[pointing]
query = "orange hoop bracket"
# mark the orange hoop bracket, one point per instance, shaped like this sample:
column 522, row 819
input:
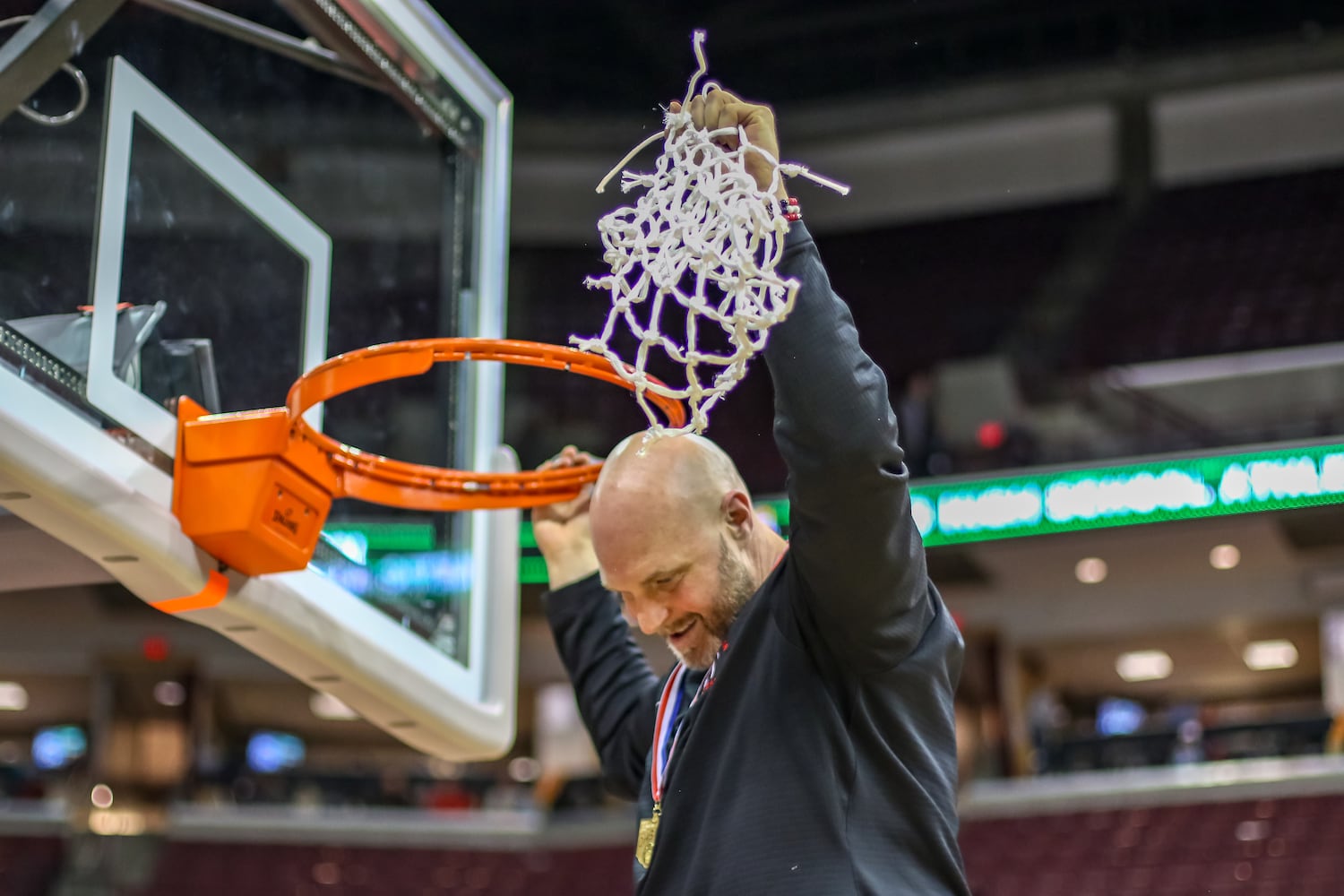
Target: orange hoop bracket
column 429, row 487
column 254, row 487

---

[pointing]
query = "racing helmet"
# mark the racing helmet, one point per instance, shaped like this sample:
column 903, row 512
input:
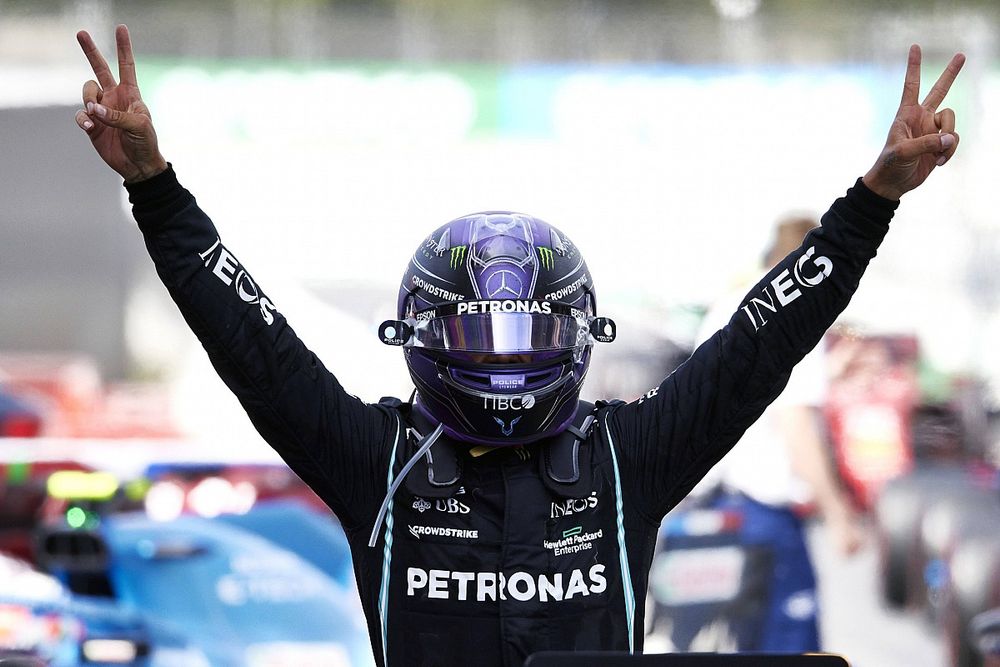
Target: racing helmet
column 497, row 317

- Directions -
From the listing above, keep only the lines that contain the word "helmet", treating uppercase and lowercase letters as different.

- Task result -
query = "racing helmet"
# mark the racing helmet, one point per instance, shaped like this sample:
Target: racing helmet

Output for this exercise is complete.